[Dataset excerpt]
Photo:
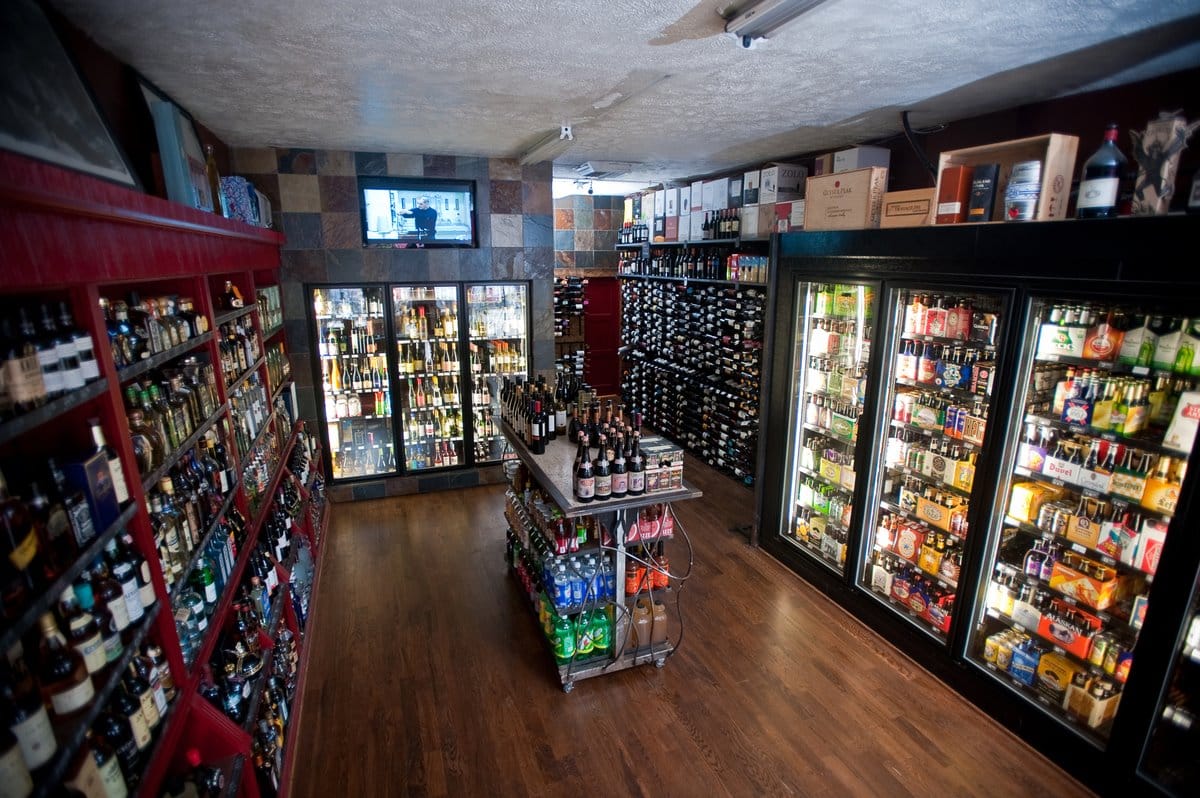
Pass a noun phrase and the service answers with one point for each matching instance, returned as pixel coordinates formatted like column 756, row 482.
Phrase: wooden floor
column 429, row 677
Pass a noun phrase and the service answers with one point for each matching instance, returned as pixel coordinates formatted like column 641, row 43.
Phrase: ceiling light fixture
column 760, row 19
column 549, row 148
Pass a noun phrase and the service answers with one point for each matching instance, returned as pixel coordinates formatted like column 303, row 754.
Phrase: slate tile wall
column 315, row 199
column 586, row 233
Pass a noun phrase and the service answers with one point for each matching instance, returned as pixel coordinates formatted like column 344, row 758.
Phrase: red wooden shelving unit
column 67, row 235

■ **Exercise description**
Copy the whole listing above word for word, leaving out the pictures.

■ **Full response**
Photo:
Pass a noun phrase and the service answers with one point for each matching instance, returned as pixel coordinates formatted like column 756, row 482.
Phrase: wooden floor
column 429, row 677
Pass a noun phrase and the service answers with one point for each matching instance, returned as pixel coordinates formatted like column 641, row 43.
Phrase: ceiling light fixture
column 760, row 19
column 549, row 148
Pass a noun phrase and the service answers with one point for each matching instance, returned as pixel coordinates formatted like column 303, row 754.
Phrase: slate tile wall
column 315, row 199
column 586, row 233
Pass a noun phrase and the service answers with one point for each matching instance, returned as pixel coordinates formatted like column 344, row 758.
Phrase: red wooden shelving unit
column 67, row 235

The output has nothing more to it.